Only the lines from the line holding "eyeglasses and place a point on every instance?" to the last line should be output, each exactly as given.
━━━ DATA
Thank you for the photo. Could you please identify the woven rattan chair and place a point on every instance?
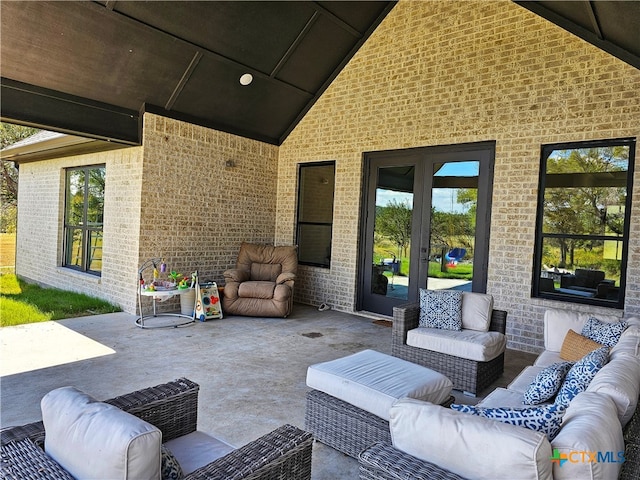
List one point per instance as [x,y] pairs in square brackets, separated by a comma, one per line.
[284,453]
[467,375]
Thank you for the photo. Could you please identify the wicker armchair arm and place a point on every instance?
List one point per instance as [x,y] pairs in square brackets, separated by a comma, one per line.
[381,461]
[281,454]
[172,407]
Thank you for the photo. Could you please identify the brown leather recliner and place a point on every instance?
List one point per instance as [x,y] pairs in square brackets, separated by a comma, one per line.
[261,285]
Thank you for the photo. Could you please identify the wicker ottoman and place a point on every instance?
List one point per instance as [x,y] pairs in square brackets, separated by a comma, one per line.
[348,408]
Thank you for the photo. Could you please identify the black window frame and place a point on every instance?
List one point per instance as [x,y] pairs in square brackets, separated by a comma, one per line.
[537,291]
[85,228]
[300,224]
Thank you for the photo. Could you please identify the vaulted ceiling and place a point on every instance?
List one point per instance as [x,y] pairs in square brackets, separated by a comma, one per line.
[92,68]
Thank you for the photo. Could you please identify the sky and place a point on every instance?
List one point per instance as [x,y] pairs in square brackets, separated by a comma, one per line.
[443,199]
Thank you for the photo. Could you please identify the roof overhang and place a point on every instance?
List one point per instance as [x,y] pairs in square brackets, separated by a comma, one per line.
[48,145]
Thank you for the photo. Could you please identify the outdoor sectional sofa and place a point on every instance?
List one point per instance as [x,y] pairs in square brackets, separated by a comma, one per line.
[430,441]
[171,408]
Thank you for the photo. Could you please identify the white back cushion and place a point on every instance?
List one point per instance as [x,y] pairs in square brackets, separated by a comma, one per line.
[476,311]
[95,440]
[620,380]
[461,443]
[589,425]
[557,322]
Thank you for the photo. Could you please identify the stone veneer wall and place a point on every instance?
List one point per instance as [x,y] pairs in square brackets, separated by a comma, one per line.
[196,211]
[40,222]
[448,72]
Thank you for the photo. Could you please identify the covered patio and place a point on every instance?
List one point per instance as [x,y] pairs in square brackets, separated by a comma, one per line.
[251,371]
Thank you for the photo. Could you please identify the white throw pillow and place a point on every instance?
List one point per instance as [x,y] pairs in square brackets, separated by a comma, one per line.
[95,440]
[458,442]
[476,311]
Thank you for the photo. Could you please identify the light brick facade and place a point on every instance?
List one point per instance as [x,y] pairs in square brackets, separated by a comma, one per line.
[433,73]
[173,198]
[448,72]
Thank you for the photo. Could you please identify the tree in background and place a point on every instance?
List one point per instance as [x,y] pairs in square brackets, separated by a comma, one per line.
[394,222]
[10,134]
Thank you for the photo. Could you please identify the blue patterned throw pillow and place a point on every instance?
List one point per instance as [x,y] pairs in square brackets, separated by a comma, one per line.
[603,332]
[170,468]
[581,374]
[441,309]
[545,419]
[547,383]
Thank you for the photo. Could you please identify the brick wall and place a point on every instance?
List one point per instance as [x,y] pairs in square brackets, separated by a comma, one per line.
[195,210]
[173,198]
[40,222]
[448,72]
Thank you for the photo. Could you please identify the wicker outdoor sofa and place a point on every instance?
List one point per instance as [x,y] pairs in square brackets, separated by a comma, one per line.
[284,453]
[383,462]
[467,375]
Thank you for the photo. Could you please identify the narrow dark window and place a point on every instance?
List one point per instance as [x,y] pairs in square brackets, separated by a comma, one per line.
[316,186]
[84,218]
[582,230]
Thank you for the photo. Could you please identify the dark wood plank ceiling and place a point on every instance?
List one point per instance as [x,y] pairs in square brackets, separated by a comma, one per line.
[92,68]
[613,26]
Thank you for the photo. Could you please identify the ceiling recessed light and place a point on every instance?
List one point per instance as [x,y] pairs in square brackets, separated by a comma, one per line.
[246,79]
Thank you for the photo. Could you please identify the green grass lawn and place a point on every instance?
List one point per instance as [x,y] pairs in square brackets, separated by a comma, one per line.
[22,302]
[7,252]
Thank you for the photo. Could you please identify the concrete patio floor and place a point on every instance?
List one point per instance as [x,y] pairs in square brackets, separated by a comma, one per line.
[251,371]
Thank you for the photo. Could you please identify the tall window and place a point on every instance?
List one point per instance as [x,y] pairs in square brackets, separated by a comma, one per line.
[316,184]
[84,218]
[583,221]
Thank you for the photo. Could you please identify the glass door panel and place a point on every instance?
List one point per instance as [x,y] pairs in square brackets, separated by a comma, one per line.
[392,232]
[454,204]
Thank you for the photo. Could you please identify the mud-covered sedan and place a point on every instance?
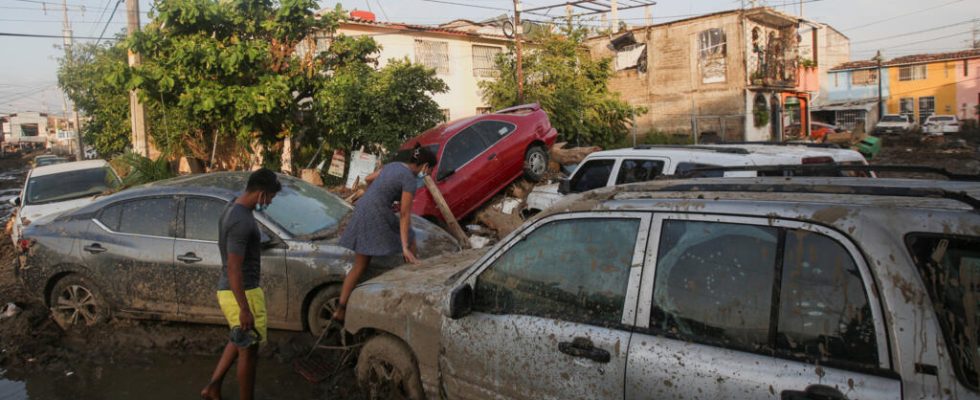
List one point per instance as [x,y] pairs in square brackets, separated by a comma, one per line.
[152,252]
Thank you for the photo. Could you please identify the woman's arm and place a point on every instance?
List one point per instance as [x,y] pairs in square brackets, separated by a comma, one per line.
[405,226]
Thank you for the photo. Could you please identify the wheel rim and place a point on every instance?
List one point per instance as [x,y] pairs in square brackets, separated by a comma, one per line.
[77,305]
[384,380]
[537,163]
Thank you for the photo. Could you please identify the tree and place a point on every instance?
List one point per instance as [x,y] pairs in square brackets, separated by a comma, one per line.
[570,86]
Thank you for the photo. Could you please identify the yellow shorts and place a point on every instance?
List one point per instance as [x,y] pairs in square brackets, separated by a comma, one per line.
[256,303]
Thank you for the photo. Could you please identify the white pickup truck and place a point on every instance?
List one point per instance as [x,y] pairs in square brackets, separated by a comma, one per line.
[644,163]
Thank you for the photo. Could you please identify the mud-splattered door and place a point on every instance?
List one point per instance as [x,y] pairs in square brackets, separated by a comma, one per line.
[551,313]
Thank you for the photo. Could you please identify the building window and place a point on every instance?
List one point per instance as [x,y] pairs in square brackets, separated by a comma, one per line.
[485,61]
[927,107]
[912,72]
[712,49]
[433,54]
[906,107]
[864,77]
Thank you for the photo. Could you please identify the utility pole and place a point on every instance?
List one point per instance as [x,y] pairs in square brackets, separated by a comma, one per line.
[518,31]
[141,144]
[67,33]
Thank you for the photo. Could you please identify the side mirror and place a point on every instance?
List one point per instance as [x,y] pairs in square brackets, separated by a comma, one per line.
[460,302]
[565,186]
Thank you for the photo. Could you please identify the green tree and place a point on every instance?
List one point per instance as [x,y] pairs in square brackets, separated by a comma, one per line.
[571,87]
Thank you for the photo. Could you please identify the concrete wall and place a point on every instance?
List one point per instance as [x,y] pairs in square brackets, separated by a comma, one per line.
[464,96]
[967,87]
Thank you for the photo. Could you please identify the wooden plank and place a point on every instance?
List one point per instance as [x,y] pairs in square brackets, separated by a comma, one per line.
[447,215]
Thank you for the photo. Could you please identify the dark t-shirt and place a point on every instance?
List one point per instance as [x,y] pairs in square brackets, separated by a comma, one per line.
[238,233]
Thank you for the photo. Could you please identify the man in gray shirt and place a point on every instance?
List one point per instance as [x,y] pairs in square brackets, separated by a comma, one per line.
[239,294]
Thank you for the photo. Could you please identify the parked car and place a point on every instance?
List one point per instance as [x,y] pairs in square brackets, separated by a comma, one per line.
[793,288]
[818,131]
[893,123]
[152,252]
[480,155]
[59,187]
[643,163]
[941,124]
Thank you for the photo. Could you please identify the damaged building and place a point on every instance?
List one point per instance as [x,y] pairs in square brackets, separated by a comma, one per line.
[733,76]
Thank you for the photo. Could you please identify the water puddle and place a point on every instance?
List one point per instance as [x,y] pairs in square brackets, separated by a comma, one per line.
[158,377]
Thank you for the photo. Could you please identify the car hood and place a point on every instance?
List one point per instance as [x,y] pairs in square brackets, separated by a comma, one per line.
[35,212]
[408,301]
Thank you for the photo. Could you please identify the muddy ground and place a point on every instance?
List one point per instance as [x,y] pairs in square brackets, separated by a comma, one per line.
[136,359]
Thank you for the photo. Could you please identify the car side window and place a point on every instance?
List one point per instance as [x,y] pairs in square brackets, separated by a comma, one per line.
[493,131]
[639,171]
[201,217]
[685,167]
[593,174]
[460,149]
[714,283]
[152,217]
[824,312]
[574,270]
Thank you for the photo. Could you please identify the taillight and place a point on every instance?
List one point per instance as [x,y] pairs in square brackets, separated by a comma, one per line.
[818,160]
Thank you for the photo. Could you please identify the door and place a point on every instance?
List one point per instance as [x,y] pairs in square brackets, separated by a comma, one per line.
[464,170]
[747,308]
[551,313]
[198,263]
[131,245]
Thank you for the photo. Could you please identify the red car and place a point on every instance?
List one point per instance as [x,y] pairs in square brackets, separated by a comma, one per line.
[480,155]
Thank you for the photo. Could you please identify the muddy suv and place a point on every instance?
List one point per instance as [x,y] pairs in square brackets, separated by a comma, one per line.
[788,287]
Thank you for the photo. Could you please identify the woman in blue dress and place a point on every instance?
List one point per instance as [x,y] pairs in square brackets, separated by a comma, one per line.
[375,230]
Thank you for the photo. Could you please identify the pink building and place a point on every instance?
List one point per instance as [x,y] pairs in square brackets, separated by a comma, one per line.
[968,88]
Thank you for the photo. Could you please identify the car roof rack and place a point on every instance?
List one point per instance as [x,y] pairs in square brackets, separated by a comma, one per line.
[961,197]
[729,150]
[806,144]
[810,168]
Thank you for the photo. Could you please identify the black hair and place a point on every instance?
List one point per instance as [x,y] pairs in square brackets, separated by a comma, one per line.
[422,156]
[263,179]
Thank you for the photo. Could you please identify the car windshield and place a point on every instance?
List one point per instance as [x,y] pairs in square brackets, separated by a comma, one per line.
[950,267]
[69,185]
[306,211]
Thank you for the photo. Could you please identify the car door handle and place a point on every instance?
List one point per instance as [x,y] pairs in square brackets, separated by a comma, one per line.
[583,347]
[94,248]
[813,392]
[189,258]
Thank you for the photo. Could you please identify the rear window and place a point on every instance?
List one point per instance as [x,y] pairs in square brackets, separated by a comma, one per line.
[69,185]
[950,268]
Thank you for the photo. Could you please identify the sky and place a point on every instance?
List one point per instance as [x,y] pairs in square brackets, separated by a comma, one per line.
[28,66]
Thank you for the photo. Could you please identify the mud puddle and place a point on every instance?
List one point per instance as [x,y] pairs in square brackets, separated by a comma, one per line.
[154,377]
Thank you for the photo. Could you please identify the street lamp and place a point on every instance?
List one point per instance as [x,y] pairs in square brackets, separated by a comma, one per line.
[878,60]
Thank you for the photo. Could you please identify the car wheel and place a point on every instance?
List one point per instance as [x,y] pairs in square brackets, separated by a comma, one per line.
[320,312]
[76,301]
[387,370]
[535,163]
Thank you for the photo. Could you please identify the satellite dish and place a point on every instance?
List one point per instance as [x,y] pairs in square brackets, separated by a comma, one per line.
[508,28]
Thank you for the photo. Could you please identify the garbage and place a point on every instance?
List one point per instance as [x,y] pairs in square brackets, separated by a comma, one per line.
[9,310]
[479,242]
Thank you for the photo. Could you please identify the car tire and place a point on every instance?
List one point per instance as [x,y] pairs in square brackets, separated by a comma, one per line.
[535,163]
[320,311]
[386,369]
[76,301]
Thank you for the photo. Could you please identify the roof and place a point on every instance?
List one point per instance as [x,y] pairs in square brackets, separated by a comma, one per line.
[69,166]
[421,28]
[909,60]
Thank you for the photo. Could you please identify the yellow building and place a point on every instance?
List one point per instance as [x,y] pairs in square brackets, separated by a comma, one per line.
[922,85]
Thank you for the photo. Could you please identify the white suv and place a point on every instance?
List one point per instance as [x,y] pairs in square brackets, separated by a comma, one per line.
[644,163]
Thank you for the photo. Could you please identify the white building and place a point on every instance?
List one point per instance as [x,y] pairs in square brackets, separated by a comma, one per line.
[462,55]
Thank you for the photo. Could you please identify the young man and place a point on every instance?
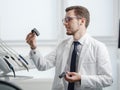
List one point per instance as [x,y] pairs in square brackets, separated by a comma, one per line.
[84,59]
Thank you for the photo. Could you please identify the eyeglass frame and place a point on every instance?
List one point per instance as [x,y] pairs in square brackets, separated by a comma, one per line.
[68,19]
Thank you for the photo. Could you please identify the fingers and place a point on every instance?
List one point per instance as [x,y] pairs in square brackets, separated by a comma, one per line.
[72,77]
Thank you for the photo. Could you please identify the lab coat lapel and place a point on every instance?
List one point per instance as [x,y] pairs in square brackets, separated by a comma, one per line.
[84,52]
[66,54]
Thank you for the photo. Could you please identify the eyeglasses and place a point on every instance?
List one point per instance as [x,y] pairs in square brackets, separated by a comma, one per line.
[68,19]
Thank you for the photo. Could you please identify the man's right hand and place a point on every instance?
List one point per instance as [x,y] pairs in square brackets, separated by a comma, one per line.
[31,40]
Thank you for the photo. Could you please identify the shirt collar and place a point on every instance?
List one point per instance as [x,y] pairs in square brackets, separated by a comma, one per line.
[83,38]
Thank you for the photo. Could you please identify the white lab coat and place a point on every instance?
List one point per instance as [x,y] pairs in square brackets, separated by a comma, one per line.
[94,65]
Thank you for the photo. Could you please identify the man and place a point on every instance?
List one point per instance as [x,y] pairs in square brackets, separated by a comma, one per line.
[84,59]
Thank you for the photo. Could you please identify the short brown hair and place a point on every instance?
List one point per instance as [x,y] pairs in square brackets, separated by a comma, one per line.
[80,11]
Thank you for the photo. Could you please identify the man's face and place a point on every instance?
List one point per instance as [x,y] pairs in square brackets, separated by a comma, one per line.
━━━━━━
### SOLUTION TO THE EXERCISE
Thank you for the photo. Could you please identify the eyeglasses and place a point on every instance?
List one point per instance as [x,y] pairs in square brackets, separated by a comma, one per line.
[68,19]
Thank you for the photo. Could you please identify the man's right hand and place a point on every instance?
List one point per instance as [x,y] pairs in square brackets, separated by a comma, one per line.
[31,40]
Thank you for the photo. Could you please identify the shirt collar and place a point on every instance?
List one point per instance as [x,y] pairs in square brackets, separated by a comma, one per line.
[83,38]
Thank you for the photo. Could you please identify the white lab coat and place a point on every instance?
List one point per instance as [x,y] pairs in square brackets, separated by a comma, one per line.
[94,65]
Thank you for the photo. Could you please identify the man and place a point on every instance?
List one point per instance as [x,y] pairs in square brackets, separated by a comma, one per line.
[84,59]
Thank you for the photo. Could you please identify the short brown hair and place a point on every instance?
List one point per instance as [x,y] pairs in square brackets, separated by a comma, one per line.
[80,11]
Thank you for the photo. Could you please identify the man's face and place a point on every instance?
List one point per instance as [x,y] pairs in square brackets, separated by a comma, one per line.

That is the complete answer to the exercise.